Objetivo do exercício →
Identifique todas as linhas do material que contêm a palavra "worker" e copie cada uma delas. Diferencie maiúsculas de minúsculas.

--- Informações fornecidas ---

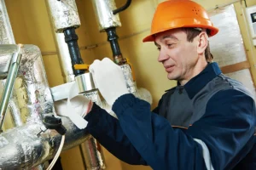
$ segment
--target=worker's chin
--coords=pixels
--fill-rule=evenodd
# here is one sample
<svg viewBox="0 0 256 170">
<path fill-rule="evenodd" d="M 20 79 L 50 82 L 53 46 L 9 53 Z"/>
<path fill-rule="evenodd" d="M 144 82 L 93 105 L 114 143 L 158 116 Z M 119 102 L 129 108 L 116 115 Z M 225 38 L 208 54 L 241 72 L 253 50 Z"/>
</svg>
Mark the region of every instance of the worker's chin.
<svg viewBox="0 0 256 170">
<path fill-rule="evenodd" d="M 169 80 L 177 80 L 178 79 L 178 75 L 174 74 L 173 72 L 170 72 L 167 74 L 167 78 Z"/>
</svg>

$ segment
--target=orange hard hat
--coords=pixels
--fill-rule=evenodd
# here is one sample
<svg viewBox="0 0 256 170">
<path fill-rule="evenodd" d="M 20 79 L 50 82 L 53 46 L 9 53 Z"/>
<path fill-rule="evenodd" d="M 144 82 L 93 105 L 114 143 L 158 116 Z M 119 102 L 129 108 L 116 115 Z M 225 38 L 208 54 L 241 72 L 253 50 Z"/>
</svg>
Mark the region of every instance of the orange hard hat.
<svg viewBox="0 0 256 170">
<path fill-rule="evenodd" d="M 143 42 L 154 41 L 154 35 L 157 33 L 184 27 L 207 29 L 209 37 L 218 31 L 200 4 L 190 0 L 168 0 L 158 5 L 152 20 L 151 34 Z"/>
</svg>

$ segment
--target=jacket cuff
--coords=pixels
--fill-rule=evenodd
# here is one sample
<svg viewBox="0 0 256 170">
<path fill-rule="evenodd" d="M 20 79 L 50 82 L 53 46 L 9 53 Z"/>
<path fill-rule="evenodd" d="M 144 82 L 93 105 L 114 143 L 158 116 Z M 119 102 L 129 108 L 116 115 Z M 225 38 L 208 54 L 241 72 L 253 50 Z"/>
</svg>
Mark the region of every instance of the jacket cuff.
<svg viewBox="0 0 256 170">
<path fill-rule="evenodd" d="M 132 94 L 126 94 L 119 97 L 112 106 L 112 110 L 118 116 L 128 108 L 136 105 L 137 98 Z"/>
<path fill-rule="evenodd" d="M 93 103 L 90 111 L 84 116 L 84 119 L 88 122 L 87 128 L 96 126 L 100 121 L 101 116 L 102 116 L 102 109 L 96 103 Z"/>
</svg>

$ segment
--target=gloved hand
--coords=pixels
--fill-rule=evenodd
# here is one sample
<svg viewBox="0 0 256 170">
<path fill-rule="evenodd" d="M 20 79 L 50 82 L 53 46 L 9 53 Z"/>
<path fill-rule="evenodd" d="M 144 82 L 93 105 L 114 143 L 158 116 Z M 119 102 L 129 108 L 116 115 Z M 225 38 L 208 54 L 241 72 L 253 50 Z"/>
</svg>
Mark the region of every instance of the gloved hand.
<svg viewBox="0 0 256 170">
<path fill-rule="evenodd" d="M 55 102 L 56 114 L 70 118 L 80 129 L 85 128 L 88 122 L 84 119 L 90 110 L 92 102 L 83 95 L 78 95 L 70 100 L 62 99 Z"/>
<path fill-rule="evenodd" d="M 122 69 L 110 59 L 96 60 L 90 65 L 94 82 L 109 105 L 121 95 L 128 94 Z"/>
</svg>

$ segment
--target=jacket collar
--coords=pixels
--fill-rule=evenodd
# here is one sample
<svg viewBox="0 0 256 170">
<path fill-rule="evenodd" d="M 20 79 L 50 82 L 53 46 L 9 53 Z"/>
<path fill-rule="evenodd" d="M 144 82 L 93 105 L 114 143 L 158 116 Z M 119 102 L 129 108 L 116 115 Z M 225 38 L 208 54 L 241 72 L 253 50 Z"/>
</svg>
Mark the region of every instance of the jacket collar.
<svg viewBox="0 0 256 170">
<path fill-rule="evenodd" d="M 201 89 L 219 74 L 221 74 L 221 71 L 218 64 L 215 62 L 209 63 L 201 73 L 194 76 L 184 85 L 189 99 L 194 98 Z"/>
</svg>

---

Resposta →
--target=worker's chin
Mark the region of every instance of the worker's chin.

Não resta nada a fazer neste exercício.